▶ _Work required_: Search the records below for the line containing "Need: one point per instance of the blue". Output that line and all later lines exactly; output nothing else.

Dataset entries:
--

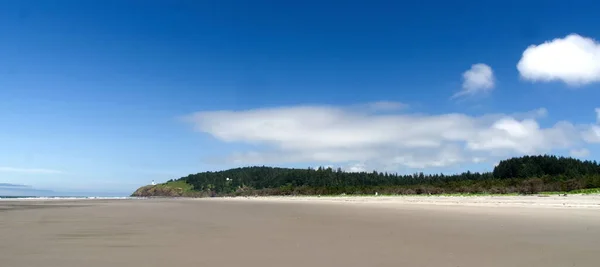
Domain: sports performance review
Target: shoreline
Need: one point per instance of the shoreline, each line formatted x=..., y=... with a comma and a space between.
x=579, y=201
x=534, y=201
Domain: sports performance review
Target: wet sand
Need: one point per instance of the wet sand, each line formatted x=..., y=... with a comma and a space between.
x=295, y=232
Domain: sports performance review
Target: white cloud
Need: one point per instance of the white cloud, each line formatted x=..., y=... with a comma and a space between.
x=478, y=79
x=386, y=106
x=579, y=153
x=574, y=60
x=30, y=171
x=357, y=167
x=327, y=134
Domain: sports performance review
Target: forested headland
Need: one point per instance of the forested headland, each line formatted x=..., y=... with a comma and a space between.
x=522, y=175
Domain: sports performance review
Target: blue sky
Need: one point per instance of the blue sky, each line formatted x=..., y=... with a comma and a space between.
x=105, y=96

--

▶ _Result for this exercise_:
Need: one point per instance of the blue sky, each line formatted x=..., y=... with a comma and a space between.
x=105, y=96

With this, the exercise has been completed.